--- Start DATA TO USE ---

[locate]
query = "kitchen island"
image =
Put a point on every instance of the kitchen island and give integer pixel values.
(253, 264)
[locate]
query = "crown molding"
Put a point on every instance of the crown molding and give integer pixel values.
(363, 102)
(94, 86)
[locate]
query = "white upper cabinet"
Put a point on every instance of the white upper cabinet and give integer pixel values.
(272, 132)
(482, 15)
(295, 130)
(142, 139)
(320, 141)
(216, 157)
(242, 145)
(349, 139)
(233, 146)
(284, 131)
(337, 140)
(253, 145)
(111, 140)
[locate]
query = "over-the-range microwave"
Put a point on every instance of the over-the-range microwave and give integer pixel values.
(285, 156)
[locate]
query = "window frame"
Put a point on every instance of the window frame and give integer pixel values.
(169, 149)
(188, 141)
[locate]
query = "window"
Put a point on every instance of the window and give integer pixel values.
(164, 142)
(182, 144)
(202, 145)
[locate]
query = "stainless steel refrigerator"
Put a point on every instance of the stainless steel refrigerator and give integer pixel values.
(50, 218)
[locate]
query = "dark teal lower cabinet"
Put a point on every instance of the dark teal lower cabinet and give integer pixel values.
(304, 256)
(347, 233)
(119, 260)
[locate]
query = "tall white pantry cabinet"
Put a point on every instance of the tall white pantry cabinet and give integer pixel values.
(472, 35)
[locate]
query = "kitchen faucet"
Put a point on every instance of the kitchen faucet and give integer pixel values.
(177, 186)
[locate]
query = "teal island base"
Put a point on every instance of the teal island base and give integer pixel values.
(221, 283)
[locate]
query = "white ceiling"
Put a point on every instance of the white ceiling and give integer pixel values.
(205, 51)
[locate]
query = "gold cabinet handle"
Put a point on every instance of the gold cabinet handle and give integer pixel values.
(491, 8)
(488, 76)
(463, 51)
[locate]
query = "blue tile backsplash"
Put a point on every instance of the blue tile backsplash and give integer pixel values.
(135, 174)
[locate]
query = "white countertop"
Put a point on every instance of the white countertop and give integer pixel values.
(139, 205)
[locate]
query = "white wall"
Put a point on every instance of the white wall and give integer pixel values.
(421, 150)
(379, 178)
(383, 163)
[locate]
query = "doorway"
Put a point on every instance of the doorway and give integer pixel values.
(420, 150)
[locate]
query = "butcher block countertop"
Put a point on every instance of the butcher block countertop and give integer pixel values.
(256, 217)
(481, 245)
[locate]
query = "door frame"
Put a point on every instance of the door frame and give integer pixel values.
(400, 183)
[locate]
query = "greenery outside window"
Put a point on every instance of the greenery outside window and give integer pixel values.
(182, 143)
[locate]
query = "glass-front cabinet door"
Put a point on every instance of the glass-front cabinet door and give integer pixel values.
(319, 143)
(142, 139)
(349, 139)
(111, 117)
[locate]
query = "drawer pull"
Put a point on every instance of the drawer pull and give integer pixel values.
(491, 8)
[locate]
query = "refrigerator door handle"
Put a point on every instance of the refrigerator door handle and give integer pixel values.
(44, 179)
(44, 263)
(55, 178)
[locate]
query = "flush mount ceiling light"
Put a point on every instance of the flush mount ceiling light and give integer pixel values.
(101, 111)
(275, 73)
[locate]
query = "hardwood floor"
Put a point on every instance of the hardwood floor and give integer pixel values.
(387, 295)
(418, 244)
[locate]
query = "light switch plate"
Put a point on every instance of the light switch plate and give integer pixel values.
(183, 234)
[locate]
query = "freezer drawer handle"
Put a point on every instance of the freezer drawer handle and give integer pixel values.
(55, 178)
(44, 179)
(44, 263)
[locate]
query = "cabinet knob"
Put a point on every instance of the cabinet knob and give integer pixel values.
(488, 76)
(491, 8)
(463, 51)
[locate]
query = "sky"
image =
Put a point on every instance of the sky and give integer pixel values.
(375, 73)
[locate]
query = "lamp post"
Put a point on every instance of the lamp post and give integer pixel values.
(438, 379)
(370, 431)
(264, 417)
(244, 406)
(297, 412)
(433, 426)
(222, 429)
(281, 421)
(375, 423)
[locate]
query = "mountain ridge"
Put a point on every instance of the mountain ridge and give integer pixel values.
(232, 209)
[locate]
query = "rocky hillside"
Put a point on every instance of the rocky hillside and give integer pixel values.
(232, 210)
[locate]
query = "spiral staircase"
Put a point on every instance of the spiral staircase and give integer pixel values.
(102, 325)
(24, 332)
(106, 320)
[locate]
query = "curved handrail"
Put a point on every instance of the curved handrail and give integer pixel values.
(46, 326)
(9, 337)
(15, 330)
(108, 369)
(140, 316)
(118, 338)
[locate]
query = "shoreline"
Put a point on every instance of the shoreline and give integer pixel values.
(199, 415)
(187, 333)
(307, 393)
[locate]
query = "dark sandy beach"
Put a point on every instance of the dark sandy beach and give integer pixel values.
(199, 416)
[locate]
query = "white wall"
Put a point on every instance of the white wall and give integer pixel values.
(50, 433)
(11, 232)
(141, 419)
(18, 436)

--- End DATA TO USE ---

**STATED EXERCISE**: Output each entry precisely as given.

**REPLY**:
[locate]
query = "kitchen island"
image =
Put a point on every instance of the kitchen island and give integer pixel values.
(253, 264)
[locate]
query = "crown molding"
Put a point on every instance of the crown molding and give integer pixel values.
(363, 102)
(94, 86)
[locate]
query = "white upper cabinet"
Put a point on every instance of the white upper cabinet and give integer pixel values.
(272, 132)
(482, 15)
(295, 130)
(142, 139)
(320, 141)
(216, 157)
(242, 145)
(349, 139)
(233, 146)
(284, 131)
(337, 140)
(253, 145)
(111, 140)
[locate]
query = "over-the-range microwave"
Put a point on every instance of the over-the-range microwave and give integer pixel values.
(285, 156)
[locate]
query = "window frame"
Put a point on every instance of the window frame and give integer pixel values.
(169, 149)
(188, 141)
[locate]
query = "window"
Put a point on every instance of the window and give integer pixel values.
(164, 142)
(182, 144)
(202, 145)
[locate]
query = "stainless steel refrigerator"
Put a point on every instance of the stainless steel refrigerator and give integer pixel values.
(50, 218)
[locate]
query = "dark teal lower cabinet"
Put a point on every instance of the dark teal lower cabinet and give integer pixel values.
(304, 256)
(347, 233)
(119, 260)
[locate]
query = "tall white pantry cabinet"
Put a point on every instance of the tall white pantry cabinet and give integer pixel values.
(472, 35)
[locate]
query = "kitchen faucet"
Put a point on every instance of the kitchen faucet and give integer pixel values.
(177, 186)
[locate]
query = "teal island base"
Put a point on every instance of the teal island base and give integer pixel values.
(221, 283)
[locate]
query = "white ceiling"
Put a point on every instance of the white ceiling and give integer pixel values.
(205, 51)
[locate]
query = "gold cabinet handle"
Put a point on every instance of the gold cabinet handle and give integer pixel values.
(491, 8)
(488, 76)
(463, 51)
[locate]
query = "blue tile backsplash"
Put a point on every instance of the blue tile backsplash and give integer pixel values.
(135, 174)
[locate]
query = "white countertop"
Put a point on every instance of the white countertop and give integer pixel values.
(139, 205)
[locate]
query = "white wall"
Put a point on every instance of the white wall and give integer pixel values.
(421, 150)
(379, 178)
(383, 163)
[locate]
query = "doorway"
Put a point on every instance of the doorway and give integer pixel values.
(420, 150)
[locate]
query = "butcher block countertop"
Put a point on every instance of the butcher block countertop and give integer pixel values.
(256, 217)
(481, 245)
[locate]
query = "door frame"
Put a point on every instance of the door frame and give integer pixel values.
(400, 183)
[locate]
query = "greenery outside window"
Put a point on every instance of the greenery outside window and give integer pixel values.
(182, 143)
[locate]
query = "glass-front cabinet door"
Put a point on every instance of the glass-front cabinet door and give integer pixel values.
(319, 143)
(142, 139)
(349, 139)
(111, 117)
[locate]
query = "drawer pull"
Put a point on every instance of the drawer pull and give integer pixel values.
(491, 8)
[locate]
query = "refrigerator door handle"
Put a point on every instance of the refrigerator door handle and give integer pixel values.
(44, 179)
(44, 263)
(55, 178)
[locate]
query = "flush mount ceiling light"
Put a point on every instance of the flush mount ceiling light and give integer pixel values.
(101, 111)
(275, 73)
[locate]
query = "hardwood floor"
Put a point on every instance of the hardwood floor and give integer pixel values.
(387, 295)
(418, 244)
[locate]
query = "light switch plate"
Put a point on every instance of the light switch plate and give integer pixel values.
(183, 234)
[locate]
query = "freezer drawer handle"
Put a point on every instance of the freezer drawer handle and give integer pixel values.
(55, 178)
(44, 179)
(44, 263)
[locate]
query = "cabinet knob"
Put a point on every instance of the cabinet knob and give integer pixel values.
(488, 76)
(491, 8)
(463, 51)
[locate]
query = "sky"
image =
Put a point on every instance of the sky and give integer pixel values.
(375, 73)
[locate]
query = "lamp post"
Put a point on every instance of the lamp post and give integer pixel values.
(438, 379)
(370, 431)
(264, 417)
(244, 406)
(297, 412)
(433, 426)
(222, 429)
(281, 421)
(375, 423)
[locate]
query = "mountain ridge"
Put a point on every instance of the mountain ridge and give integer pixel values.
(232, 209)
[locate]
query = "rocky hillside"
Put a point on every instance of the rocky hillside and give integer pixel values.
(232, 210)
[locate]
query = "spiral staircase"
Put a point on every instance of the spiral staircase and give integer pixel values.
(102, 325)
(24, 332)
(106, 320)
[locate]
query = "curved handrail"
Put a point on every instance of the curved handrail and give integer pixel values.
(46, 326)
(9, 337)
(15, 330)
(108, 369)
(140, 316)
(118, 338)
[locate]
query = "shoreline"
Put a point on every instance of the shoreline and give integer pixel values.
(199, 415)
(187, 333)
(307, 393)
[locate]
query = "dark sandy beach"
Put a point on every instance of the dark sandy beach and give integer pixel values.
(199, 416)
[locate]
query = "white wall"
Put a point on every instance of the white wall and give integer pixel values.
(50, 433)
(11, 232)
(141, 419)
(18, 436)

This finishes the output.